**Task instructions**
Reproduce the lines below from the one that contains "Mark the weathered" through the end, inclusive, and add nothing.

[Entries from a pointing dataset]
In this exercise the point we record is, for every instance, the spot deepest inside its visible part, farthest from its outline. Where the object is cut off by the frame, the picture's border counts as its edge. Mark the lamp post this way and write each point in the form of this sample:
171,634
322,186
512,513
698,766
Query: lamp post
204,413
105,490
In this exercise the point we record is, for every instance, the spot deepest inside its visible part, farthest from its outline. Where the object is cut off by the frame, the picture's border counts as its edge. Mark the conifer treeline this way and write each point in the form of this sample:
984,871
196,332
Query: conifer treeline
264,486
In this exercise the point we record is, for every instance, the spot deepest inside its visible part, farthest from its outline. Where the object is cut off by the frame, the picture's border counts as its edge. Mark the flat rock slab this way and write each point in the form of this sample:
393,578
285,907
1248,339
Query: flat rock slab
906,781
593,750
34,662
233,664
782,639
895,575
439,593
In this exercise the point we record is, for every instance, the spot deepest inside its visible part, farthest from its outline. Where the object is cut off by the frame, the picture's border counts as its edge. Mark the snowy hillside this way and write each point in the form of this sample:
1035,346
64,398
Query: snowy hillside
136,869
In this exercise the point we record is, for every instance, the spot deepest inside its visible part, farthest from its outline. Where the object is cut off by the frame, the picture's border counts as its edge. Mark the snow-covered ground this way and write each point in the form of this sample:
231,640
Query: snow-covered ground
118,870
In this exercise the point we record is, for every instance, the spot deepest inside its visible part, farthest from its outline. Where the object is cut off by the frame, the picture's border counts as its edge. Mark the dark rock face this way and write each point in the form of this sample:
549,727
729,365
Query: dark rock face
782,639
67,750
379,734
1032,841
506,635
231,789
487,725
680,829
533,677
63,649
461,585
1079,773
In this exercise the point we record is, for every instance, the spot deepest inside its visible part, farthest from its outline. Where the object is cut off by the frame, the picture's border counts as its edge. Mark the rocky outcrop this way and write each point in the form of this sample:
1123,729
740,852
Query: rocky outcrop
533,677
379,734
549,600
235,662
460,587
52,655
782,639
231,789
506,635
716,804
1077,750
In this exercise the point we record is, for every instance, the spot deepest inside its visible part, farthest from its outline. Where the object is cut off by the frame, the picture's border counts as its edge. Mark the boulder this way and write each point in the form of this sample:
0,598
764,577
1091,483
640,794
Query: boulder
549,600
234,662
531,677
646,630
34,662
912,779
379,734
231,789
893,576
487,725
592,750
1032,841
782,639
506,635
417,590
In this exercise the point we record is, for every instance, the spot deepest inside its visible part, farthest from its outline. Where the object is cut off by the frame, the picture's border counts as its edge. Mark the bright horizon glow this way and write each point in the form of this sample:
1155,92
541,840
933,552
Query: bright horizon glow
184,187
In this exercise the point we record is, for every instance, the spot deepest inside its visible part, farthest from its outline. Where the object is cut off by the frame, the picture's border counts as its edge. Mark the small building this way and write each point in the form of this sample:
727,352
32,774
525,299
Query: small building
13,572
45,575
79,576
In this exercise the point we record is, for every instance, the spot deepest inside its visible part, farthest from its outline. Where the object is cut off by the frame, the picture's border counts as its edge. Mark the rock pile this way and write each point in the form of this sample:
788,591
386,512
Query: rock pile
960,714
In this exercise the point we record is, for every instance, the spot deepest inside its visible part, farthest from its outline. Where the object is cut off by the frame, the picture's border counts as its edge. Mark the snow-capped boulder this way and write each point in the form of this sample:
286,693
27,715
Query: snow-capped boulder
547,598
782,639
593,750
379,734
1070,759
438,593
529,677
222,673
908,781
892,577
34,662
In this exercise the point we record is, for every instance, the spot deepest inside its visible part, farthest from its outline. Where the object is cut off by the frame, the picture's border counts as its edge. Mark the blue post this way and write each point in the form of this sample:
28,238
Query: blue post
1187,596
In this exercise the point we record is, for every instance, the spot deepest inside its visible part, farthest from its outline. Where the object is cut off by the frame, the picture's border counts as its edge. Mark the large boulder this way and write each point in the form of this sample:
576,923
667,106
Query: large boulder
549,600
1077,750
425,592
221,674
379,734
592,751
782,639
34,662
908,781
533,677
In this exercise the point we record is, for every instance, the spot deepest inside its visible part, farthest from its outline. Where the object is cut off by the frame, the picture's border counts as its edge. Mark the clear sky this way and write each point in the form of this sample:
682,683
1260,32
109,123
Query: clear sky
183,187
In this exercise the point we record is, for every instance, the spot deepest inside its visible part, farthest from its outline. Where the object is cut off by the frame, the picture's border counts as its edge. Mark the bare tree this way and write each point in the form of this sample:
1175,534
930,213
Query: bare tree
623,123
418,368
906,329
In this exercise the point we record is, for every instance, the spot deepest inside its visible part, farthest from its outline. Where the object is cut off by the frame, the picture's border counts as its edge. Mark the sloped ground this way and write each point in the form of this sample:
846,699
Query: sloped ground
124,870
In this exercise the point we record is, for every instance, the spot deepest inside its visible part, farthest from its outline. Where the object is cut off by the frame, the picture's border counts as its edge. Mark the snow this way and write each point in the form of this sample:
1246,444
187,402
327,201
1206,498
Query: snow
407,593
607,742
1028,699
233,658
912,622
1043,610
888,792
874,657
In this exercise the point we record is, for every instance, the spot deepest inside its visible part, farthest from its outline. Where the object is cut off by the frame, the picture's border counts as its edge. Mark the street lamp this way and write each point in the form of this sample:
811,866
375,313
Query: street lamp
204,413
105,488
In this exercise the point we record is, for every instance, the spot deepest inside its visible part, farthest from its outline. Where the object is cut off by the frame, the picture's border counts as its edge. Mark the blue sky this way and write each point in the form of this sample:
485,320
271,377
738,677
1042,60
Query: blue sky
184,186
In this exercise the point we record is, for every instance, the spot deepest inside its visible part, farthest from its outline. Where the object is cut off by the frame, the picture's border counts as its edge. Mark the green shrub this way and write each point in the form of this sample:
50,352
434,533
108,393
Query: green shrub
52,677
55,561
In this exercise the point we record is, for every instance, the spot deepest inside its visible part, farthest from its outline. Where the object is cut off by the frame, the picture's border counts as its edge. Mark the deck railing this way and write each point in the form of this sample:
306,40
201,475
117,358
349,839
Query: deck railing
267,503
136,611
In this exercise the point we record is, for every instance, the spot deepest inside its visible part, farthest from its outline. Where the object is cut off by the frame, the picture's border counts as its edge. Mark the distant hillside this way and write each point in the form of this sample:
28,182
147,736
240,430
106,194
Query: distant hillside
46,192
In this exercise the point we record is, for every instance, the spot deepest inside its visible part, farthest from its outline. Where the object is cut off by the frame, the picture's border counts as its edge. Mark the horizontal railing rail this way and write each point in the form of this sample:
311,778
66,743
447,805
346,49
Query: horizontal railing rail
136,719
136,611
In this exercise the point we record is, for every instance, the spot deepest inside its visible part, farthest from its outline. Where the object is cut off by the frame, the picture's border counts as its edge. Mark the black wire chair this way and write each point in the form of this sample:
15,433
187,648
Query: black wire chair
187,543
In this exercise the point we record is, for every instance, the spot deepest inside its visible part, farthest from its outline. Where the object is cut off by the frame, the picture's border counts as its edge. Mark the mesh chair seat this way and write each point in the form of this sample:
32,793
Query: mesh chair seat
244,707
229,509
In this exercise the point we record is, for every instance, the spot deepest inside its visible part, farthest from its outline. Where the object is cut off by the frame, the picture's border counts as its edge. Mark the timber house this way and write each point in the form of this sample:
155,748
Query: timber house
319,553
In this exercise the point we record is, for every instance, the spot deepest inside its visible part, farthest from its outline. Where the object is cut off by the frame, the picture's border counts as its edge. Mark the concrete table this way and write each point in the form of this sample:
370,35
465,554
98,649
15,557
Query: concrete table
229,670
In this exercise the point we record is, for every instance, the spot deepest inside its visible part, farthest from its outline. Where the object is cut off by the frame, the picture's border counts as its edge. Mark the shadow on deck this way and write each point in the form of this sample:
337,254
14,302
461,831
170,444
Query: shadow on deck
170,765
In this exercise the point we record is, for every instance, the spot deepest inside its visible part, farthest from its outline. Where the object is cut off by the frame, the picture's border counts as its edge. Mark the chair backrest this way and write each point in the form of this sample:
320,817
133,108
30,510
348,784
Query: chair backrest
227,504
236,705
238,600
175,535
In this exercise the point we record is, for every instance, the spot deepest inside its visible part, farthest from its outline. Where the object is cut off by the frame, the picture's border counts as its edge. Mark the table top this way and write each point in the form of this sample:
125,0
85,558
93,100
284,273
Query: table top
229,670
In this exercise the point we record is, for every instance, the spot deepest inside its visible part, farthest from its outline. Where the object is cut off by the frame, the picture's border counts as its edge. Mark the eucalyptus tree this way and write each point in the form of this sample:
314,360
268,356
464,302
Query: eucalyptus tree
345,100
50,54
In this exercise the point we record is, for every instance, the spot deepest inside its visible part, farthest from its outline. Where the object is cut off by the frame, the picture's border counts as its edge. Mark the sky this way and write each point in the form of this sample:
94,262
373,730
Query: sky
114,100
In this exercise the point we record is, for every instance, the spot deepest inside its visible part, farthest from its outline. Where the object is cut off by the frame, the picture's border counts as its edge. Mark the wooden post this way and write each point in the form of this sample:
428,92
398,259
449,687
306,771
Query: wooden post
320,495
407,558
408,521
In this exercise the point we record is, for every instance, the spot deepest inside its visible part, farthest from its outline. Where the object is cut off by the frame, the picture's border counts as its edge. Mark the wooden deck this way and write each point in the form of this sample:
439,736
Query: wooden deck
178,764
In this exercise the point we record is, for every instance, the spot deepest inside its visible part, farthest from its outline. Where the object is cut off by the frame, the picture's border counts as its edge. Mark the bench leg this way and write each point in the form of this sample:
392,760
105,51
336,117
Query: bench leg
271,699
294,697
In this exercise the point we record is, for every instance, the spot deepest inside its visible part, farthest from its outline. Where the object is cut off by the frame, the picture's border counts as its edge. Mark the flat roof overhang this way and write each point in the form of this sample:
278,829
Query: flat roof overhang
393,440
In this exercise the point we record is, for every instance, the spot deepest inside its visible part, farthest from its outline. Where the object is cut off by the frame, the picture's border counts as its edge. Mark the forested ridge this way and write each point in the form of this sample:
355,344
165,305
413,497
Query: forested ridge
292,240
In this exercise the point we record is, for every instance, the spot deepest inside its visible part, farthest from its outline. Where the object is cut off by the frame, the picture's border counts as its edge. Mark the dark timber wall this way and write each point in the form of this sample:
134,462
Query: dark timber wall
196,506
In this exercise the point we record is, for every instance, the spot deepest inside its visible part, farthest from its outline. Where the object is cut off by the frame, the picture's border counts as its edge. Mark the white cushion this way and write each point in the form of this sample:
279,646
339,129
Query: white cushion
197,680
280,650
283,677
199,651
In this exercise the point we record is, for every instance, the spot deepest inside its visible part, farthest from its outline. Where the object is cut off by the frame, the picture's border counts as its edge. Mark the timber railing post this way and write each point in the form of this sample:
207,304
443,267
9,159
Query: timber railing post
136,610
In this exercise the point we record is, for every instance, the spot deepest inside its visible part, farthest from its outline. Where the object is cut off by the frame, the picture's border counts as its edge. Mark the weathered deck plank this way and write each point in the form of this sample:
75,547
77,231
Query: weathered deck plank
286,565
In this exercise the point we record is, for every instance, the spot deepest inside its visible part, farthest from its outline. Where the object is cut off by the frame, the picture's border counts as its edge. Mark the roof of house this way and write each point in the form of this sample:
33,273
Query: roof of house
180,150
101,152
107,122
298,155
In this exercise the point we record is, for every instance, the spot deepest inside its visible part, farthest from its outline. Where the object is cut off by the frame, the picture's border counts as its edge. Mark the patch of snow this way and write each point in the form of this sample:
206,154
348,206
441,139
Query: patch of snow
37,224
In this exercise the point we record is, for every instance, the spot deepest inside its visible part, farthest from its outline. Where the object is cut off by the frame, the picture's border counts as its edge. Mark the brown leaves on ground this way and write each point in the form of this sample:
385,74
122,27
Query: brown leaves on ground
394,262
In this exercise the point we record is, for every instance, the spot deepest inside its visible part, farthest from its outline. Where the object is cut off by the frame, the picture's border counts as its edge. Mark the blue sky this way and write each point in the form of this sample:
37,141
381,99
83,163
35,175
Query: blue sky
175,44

**Full output**
In this exercise the point we record is, for every instance, the spot deepest inside its visible part, farthest from its outline. Where the object is cut off by the frame, the picture's border counts as its edge. Mark the weathered deck plank this way and write each point in the form of this sample:
75,547
77,231
Query: weathered deck plank
286,565
In this exercise the point we record is, for every instance, the spot deepest inside its visible part, farthest from its outline. Where the object is cut off by the frame, the picture's border counts as its edge. Mark the roof of house this way and write each point in the form of this sample:
33,273
Query: roof of house
180,150
101,152
107,122
298,155
In this exercise the point we record is, for every instance, the spot deepest inside its visible part, farthest from its outline. Where the object is cut off by the frame, the picture's border counts as its edge. Mark the patch of snow this way and write each point in the form of this sample:
206,154
348,206
441,139
Query: patch of snow
37,224
In this exercise the point we record is, for every instance, the spot deepest inside its visible part, farthest from its outline. Where the object is cut off by the frame, the picture's border counts as its edge. Mark the brown leaves on ground this way and write each point in the form of this sample:
385,74
122,27
Query: brown leaves on ground
394,262
In this exercise the point we record is, for every instance, the spot deepest inside its visible part, farthest from its outline. Where the object is cut off by the frame, the picture's border counts as its edge. Mark the blue sky this way and write each point in the form of this sample:
37,141
381,99
83,163
35,175
Query: blue sky
175,44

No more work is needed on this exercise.